Start of Task input

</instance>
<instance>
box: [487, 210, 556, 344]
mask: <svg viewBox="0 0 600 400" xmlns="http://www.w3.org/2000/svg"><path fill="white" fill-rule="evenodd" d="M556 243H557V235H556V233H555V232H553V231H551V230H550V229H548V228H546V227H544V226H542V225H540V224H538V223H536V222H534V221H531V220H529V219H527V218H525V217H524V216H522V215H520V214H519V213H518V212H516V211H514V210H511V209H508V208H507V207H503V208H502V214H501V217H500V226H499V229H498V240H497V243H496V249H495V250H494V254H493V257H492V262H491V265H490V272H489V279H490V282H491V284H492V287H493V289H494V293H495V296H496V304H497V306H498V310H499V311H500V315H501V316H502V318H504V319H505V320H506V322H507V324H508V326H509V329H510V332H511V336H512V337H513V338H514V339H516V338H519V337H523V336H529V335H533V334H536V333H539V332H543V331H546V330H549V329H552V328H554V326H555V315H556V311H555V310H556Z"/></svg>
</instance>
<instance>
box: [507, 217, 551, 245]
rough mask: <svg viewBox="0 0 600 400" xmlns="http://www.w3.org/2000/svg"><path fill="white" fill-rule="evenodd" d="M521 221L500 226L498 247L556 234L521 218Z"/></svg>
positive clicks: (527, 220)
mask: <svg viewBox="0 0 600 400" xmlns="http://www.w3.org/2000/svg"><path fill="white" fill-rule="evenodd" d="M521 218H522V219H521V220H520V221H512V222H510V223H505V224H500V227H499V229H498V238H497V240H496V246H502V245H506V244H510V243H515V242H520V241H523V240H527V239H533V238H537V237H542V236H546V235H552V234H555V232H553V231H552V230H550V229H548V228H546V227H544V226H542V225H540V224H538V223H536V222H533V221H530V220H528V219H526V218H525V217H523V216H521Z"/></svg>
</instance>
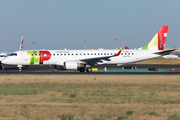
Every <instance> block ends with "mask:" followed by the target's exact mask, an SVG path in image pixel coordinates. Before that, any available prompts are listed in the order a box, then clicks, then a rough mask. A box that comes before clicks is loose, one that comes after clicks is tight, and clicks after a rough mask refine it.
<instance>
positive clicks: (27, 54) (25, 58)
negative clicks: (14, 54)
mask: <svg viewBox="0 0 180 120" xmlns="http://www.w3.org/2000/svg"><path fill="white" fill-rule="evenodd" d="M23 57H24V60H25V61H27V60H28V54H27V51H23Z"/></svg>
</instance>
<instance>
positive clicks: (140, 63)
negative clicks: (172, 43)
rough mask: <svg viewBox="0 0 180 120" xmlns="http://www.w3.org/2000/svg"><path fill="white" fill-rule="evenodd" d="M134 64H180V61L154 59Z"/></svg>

End of Task input

* _Task description_:
Pictures stay out of this copy; write out the entries above exactly.

* _Your response_:
</instance>
<instance>
box: [487, 210, 556, 344]
mask: <svg viewBox="0 0 600 400" xmlns="http://www.w3.org/2000/svg"><path fill="white" fill-rule="evenodd" d="M556 243H557V235H556V233H555V232H553V231H551V230H550V229H548V228H546V227H544V226H542V225H540V224H538V223H536V222H534V221H531V220H529V219H527V218H525V217H524V216H522V215H520V214H519V213H518V212H516V211H514V210H511V209H508V208H507V207H503V208H502V214H501V217H500V226H499V229H498V240H497V243H496V249H495V250H494V254H493V257H492V262H491V265H490V272H489V279H490V282H491V284H492V287H493V289H494V293H495V296H496V304H497V306H498V310H499V311H500V315H501V316H502V318H504V319H505V320H506V322H507V324H508V326H509V329H510V332H511V336H512V337H513V338H514V339H516V338H519V337H523V336H529V335H533V334H536V333H539V332H543V331H546V330H549V329H552V328H554V326H555V315H556V311H555V310H556Z"/></svg>
</instance>
<instance>
box: [507, 217, 551, 245]
rough mask: <svg viewBox="0 0 600 400" xmlns="http://www.w3.org/2000/svg"><path fill="white" fill-rule="evenodd" d="M521 221L500 226L498 247L556 234L521 218Z"/></svg>
positive clicks: (527, 220)
mask: <svg viewBox="0 0 600 400" xmlns="http://www.w3.org/2000/svg"><path fill="white" fill-rule="evenodd" d="M521 218H522V219H521V220H520V221H512V222H510V223H505V224H500V227H499V229H498V238H497V240H496V246H502V245H506V244H510V243H515V242H520V241H523V240H527V239H533V238H537V237H542V236H546V235H552V234H555V232H553V231H552V230H550V229H548V228H546V227H544V226H542V225H540V224H538V223H536V222H533V221H530V220H528V219H526V218H525V217H523V216H521Z"/></svg>
</instance>
Every <instance> block ends with "mask:" followed by the target's exact mask, an SVG path in image pixel coordinates. Before that, any available prompts are listed in the order a box, then clicks, then a rough mask. A box that comes before clicks is loose, one that comes after clicks is tight, and clicks after a rough mask refine it.
<instance>
positive clicks: (27, 54) (25, 58)
negative clicks: (14, 54)
mask: <svg viewBox="0 0 180 120" xmlns="http://www.w3.org/2000/svg"><path fill="white" fill-rule="evenodd" d="M23 57H24V60H25V61H27V60H28V54H27V51H23Z"/></svg>
</instance>
<instance>
positive clicks: (140, 63)
negative clicks: (172, 43)
rough mask: <svg viewBox="0 0 180 120" xmlns="http://www.w3.org/2000/svg"><path fill="white" fill-rule="evenodd" d="M134 64H180V61L154 59Z"/></svg>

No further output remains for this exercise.